* To do *
• 1. In the account of HMS Janus, who commanded the operation called "Shingle"?
• 2. Continue the account of HMS Janus at Anzio from the point where it stops.

Royal Navy and Maritime Book Reviews PROVIDED BY - Rob Jerrard

"Ships that deserve to be Remembered"

H.M.S. Janus "J" Class Destroyer

Photo supplied by (David Williams) who's Grandfather was lost with the sinking of Janus - the photo was sent as a Christmas card, possibly in 1944. David said; "My grandfather George Evans died on HMS Janus. He was the coder on the ship. The ship sailed out of Portsmouth - his name is listed on the War Memorial. He was 38 when he died and left a wife and two daughters."

The following Information by Ron Douglas.

Membership Secretary, Royal Naval Association,

Southern Ontario Branch, Canada.

Operation "SHINGLE" at Anzio.

HMS JANUS was one of several destroyers in the Flotilla, There was also HM Ships JERVIS, LAFOREY, TENACIOUS and INGLEFIELD. There were many more, but I cannot remember them all.

I was on the anti-aircraft cruiser, HMS Spartan,(Modified Dido Class) (my first ship). there was also aircraft carriers, 4 cruisers and approximately 20 destroyers. Two American ships, the Davis & Jones were used as jamming signal ships.

This operation was called "Shingle" under the command of Rear Admiral Mansfield commanding the 15th Cruiser Squadron.

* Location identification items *

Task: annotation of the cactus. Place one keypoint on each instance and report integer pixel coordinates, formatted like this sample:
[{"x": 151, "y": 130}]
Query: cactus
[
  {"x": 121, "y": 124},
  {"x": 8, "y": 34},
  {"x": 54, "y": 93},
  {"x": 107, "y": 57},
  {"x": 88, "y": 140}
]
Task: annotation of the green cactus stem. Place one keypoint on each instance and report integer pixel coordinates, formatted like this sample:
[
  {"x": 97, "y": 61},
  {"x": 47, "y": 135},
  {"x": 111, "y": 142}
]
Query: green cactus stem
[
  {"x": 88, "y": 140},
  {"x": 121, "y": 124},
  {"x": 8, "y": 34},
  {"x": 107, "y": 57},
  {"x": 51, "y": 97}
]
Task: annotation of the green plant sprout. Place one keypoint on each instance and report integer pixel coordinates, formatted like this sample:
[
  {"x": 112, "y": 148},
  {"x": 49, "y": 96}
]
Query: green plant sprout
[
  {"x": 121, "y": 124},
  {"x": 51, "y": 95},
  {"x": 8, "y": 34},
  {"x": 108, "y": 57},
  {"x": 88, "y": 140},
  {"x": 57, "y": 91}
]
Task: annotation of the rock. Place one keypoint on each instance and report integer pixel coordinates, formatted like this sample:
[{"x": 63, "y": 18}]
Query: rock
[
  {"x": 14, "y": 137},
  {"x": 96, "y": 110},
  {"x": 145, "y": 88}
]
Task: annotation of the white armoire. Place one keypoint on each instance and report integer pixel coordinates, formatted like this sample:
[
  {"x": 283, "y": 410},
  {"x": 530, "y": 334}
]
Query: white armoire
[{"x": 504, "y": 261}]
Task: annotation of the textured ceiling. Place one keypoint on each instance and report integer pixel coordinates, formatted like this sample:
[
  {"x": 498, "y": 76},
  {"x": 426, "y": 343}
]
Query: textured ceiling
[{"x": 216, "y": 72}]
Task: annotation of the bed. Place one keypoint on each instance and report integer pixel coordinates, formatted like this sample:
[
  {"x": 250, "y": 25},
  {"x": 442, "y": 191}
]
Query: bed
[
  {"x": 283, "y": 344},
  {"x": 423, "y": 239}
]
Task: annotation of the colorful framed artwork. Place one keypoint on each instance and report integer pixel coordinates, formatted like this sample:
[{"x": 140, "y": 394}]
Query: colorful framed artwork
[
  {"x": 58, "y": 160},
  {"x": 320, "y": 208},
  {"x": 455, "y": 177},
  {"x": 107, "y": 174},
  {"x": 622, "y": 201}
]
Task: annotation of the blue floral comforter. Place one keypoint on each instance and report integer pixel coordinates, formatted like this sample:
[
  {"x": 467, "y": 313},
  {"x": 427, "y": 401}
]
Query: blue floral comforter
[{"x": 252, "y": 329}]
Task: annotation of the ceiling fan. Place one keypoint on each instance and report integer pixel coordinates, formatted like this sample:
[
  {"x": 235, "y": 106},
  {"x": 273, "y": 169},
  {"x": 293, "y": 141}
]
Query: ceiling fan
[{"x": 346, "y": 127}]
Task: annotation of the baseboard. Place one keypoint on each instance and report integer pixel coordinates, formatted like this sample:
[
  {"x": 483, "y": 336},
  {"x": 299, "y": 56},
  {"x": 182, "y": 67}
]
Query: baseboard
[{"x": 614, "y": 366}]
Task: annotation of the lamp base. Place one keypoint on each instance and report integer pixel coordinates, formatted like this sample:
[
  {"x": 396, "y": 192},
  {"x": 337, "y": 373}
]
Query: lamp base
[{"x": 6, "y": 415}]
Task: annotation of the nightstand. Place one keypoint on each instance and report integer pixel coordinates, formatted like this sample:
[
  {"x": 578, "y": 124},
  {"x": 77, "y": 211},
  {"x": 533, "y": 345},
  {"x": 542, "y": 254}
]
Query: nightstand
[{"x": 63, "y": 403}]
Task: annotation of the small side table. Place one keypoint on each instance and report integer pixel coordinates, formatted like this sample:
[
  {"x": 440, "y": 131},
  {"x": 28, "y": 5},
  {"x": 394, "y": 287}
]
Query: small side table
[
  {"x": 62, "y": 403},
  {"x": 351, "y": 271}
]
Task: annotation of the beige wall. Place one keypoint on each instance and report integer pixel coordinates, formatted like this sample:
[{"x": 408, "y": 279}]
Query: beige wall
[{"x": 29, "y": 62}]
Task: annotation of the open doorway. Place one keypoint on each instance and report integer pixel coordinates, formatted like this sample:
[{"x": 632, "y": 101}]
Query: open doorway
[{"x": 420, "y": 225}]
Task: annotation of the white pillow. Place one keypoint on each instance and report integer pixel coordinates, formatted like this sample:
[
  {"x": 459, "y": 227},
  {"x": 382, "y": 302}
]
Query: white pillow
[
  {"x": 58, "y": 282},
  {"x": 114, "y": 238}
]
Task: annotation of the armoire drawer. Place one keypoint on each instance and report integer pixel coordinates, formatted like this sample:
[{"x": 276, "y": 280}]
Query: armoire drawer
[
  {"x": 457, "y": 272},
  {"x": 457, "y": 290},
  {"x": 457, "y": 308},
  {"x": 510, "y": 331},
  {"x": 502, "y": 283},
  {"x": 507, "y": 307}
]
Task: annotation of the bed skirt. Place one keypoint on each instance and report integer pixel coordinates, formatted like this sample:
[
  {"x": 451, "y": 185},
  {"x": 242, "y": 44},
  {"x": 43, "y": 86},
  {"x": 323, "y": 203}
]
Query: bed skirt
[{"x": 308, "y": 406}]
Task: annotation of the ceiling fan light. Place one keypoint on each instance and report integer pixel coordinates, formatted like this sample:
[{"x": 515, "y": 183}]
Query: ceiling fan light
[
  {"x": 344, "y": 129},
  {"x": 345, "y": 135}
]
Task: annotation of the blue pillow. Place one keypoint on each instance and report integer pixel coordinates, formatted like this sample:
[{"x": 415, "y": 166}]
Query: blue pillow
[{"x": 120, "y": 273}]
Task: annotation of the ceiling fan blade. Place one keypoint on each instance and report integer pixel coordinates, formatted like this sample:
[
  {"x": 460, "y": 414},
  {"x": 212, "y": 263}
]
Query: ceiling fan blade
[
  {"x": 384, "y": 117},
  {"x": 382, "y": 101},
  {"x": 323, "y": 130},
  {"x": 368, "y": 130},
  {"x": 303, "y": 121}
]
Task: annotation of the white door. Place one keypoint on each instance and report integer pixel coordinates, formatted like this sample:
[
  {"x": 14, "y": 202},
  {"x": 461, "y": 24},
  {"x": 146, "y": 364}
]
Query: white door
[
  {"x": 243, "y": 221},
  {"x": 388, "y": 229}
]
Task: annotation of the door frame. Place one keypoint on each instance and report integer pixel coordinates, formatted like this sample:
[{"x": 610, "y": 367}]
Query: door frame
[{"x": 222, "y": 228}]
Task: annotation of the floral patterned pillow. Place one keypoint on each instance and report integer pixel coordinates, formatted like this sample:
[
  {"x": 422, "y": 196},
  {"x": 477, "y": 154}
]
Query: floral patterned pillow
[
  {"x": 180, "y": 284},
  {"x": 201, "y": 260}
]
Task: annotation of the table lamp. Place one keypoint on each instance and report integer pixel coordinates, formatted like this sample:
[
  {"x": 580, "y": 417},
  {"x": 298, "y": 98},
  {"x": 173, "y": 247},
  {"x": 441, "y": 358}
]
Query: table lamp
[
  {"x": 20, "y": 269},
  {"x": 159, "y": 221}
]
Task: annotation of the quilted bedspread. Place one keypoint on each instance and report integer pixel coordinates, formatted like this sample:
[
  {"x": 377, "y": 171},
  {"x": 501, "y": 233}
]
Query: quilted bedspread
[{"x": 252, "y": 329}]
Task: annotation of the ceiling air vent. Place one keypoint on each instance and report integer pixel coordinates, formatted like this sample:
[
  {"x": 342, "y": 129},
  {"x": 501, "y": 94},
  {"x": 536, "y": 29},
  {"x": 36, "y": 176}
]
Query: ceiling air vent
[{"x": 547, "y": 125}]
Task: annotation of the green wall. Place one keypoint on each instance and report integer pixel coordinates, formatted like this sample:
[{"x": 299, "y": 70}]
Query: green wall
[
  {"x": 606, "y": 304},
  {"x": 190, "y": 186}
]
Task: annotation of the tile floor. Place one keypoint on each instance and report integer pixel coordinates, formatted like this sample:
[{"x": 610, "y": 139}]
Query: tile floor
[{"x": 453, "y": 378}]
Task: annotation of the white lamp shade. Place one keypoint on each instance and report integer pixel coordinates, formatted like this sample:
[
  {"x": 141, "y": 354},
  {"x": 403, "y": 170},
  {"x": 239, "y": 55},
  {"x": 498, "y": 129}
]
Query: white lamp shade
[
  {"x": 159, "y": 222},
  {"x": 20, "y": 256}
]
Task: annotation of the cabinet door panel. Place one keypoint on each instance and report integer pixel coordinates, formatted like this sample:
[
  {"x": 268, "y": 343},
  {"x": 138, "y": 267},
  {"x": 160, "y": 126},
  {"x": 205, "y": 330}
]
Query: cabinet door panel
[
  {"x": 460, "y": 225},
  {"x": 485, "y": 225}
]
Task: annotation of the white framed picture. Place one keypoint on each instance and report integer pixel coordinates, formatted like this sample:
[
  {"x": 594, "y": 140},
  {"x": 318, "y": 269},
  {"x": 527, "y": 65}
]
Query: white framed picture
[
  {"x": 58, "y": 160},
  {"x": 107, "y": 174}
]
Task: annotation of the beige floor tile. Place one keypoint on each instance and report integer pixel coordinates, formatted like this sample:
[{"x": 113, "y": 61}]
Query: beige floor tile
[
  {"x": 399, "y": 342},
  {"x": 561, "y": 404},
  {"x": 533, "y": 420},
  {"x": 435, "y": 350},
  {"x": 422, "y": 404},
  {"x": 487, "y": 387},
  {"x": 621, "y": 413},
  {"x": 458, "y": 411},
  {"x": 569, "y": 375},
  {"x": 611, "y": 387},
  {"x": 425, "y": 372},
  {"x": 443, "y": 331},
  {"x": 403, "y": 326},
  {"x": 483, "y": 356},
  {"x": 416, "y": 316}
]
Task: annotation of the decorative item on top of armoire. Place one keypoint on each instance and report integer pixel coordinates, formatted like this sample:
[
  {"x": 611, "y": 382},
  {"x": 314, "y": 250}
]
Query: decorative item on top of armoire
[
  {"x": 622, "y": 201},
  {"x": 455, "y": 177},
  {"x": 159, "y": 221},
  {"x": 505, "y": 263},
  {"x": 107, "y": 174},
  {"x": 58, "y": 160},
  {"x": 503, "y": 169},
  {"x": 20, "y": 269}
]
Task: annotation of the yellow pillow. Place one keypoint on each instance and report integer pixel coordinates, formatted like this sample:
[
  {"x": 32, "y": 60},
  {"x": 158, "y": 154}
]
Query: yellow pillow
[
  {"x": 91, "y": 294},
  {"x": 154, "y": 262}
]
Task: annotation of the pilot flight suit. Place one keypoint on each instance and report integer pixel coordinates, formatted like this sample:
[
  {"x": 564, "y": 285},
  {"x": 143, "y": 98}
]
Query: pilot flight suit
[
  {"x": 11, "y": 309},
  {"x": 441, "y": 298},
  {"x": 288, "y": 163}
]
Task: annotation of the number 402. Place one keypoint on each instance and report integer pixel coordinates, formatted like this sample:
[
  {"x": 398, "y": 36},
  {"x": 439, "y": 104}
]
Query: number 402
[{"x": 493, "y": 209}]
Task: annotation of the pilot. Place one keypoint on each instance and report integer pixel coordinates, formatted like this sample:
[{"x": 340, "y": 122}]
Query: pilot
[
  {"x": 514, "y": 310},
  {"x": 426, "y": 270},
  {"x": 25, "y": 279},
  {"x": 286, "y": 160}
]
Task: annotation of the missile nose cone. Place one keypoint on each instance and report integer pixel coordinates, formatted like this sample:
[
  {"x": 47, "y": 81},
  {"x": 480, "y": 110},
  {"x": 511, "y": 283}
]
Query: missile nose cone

* Answers to each task *
• 1. Rear Admiral Mansfield, commanding the 15th Cruiser Squadron.

• 2.
On the 23rd January 1944, a beach head was established for the British Forces landing on Peter Beach. The Red Alert was sounded and I can recall this was to alert all gunners to their stations.

The Janus and the Jervis had been giving fire support for two days, but in the meantime approximately 30 or 40 Luftwaffe aircraft came over the area. They would circle the area at a very high altitude and let go their bombs. These bombs were made with maneuverable flight surfaces so that a crew member in one of the bombers could control the bomb and direct it to it's target. Hence the reason for the two American jamming ships to try to jam the radio signals that were used to guide the bombs. Unfortunately, some got through and the Janus was hit on the bridge and focsle by an arial torpedo. She broke in two and capsized with the loss of 100 or more officers and men.

There were only 90 survivors. (From Janus,)(in an article in Warship World Vol 6 No 10 Spring 2000 it says that Jervis rescued 5 officers and 77 men from Janus) The reason I know this is because I met some of those men in Naples after my own ship was hit by a radio guided bomb. Once again the American ships failed to jam the radio signals. On the 29th January at around 1900 our ship sank with the loss of sixty lives. Us survivors were picked up by the cruisers HMS Dido and HMS Delhi and taken to Naples.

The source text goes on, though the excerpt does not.